### Task prompt
The reply to the records below should contain exactly the lines from the line with "Target: aircraft tire" through the line with "Every instance gets one point. Tag the woman", and nothing besides.

### Saved data entries
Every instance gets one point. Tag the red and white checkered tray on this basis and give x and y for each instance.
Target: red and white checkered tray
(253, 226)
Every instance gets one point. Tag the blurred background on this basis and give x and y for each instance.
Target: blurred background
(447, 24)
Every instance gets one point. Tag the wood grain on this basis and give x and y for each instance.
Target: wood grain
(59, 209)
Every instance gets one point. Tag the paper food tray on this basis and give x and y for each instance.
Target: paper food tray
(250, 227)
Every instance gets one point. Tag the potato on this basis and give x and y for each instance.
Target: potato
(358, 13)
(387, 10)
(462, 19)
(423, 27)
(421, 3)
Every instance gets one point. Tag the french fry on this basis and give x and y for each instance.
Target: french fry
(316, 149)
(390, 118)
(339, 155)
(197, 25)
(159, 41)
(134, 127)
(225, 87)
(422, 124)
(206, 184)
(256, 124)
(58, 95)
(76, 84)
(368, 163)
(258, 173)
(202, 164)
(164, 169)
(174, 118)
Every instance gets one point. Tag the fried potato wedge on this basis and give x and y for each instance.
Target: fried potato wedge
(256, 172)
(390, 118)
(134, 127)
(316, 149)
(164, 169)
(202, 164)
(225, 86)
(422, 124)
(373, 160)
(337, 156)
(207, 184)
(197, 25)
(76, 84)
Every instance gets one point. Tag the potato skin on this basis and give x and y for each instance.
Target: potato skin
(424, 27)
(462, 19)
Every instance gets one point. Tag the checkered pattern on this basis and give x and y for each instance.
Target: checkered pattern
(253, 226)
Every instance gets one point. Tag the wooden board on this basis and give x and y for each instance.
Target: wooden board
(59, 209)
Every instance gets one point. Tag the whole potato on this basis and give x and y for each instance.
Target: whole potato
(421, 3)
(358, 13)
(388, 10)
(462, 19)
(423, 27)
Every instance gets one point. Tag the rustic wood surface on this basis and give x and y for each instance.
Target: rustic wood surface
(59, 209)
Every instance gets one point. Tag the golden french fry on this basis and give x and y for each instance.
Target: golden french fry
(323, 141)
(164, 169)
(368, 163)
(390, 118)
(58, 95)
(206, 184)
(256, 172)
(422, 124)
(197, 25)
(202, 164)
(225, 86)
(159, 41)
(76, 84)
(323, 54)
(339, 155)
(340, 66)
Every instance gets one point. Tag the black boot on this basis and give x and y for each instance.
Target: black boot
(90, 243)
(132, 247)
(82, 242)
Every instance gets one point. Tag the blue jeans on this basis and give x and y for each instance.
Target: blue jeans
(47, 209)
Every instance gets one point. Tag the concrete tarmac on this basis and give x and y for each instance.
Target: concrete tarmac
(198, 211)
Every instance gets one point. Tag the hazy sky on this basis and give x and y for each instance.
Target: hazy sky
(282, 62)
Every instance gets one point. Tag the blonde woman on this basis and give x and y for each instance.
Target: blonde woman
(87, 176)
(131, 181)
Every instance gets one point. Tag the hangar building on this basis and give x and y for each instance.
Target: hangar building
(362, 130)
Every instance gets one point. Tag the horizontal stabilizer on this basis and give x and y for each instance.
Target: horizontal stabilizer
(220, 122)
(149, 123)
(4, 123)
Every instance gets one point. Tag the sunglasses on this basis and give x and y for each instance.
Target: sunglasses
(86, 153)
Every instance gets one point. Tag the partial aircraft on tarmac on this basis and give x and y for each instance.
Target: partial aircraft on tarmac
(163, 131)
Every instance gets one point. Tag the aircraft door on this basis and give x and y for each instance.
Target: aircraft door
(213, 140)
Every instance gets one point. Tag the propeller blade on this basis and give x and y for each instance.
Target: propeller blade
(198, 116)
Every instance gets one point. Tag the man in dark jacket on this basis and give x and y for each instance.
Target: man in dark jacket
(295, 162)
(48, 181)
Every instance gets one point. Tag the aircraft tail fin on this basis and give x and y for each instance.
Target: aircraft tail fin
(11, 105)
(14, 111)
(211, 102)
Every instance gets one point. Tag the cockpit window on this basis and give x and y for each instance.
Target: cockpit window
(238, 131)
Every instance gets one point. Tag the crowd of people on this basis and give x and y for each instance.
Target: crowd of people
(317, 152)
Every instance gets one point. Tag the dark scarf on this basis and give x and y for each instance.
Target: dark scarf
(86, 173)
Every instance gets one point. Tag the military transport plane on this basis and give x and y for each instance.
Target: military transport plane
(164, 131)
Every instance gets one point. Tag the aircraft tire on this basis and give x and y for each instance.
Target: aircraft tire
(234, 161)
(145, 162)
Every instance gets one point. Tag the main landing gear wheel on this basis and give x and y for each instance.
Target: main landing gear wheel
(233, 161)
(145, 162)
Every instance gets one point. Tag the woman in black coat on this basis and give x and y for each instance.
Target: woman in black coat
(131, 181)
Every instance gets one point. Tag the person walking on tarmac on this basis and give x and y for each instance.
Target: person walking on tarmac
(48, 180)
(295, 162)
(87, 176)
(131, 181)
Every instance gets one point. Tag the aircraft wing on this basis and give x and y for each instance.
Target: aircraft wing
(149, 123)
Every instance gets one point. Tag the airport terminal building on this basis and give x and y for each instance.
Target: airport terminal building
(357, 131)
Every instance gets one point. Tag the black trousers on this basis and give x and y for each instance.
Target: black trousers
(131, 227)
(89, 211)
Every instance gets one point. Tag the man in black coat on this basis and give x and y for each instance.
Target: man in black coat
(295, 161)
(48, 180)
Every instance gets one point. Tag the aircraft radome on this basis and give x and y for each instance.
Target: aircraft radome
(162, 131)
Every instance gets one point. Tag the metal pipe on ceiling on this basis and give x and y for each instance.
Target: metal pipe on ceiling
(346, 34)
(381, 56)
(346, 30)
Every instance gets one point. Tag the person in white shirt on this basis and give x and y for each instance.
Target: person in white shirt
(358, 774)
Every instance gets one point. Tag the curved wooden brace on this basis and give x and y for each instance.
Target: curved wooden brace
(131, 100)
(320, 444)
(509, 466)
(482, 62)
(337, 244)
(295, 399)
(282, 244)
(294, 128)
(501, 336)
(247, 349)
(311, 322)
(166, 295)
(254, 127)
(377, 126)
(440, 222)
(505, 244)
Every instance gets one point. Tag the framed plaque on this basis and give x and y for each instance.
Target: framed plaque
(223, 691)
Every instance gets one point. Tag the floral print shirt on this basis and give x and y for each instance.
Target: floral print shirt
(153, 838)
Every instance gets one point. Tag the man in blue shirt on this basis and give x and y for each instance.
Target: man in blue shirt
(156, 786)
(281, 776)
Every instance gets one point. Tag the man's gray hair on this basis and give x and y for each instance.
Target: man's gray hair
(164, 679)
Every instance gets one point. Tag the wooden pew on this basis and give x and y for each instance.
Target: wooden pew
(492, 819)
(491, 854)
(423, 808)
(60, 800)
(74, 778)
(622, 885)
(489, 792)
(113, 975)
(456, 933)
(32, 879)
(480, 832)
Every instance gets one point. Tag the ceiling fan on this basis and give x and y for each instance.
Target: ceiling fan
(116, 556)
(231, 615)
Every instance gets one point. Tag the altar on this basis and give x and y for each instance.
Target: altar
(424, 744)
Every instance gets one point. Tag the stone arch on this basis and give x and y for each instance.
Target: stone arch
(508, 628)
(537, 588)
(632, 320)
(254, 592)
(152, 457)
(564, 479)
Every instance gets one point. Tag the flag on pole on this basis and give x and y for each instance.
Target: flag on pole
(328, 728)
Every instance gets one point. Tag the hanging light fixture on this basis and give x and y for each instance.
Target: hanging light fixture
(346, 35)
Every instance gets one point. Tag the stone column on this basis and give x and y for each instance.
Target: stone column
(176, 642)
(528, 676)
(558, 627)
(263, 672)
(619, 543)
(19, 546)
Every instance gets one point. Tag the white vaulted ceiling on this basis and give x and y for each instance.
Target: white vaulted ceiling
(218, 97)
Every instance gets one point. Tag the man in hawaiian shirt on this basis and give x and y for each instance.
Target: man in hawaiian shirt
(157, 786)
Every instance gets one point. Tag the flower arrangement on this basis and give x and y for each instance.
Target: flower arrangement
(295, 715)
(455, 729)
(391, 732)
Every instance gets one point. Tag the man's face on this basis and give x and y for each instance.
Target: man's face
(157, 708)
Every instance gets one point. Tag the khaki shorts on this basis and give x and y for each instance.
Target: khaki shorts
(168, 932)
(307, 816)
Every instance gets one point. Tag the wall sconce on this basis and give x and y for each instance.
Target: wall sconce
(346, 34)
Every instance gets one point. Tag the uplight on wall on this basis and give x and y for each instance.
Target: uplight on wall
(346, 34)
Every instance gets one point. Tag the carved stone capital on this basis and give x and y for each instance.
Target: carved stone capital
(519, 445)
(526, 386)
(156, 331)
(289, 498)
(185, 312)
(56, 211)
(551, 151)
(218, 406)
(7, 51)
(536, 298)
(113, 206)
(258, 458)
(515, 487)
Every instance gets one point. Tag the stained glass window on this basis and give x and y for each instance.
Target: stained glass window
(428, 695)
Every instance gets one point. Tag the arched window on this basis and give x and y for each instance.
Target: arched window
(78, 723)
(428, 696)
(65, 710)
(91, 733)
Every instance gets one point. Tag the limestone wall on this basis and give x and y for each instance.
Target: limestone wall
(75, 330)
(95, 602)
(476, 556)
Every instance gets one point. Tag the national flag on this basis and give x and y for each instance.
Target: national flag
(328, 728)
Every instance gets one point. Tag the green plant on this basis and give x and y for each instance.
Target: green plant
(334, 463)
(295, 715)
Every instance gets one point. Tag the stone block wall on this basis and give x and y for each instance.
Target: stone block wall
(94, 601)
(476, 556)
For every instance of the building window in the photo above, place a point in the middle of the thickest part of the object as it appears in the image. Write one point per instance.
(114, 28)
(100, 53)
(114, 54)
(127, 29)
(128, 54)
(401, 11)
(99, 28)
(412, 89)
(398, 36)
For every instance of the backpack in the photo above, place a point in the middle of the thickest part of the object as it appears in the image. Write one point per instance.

### Result for this exercise
Target: aircraft tire
(234, 161)
(145, 162)
Every instance gets one point. Tag the main landing gear wheel on this basis and give x and y for each instance.
Target: main landing gear wheel
(233, 161)
(145, 162)
Every instance gets one point. Tag the woman in black coat on this basis and give x and y for each instance.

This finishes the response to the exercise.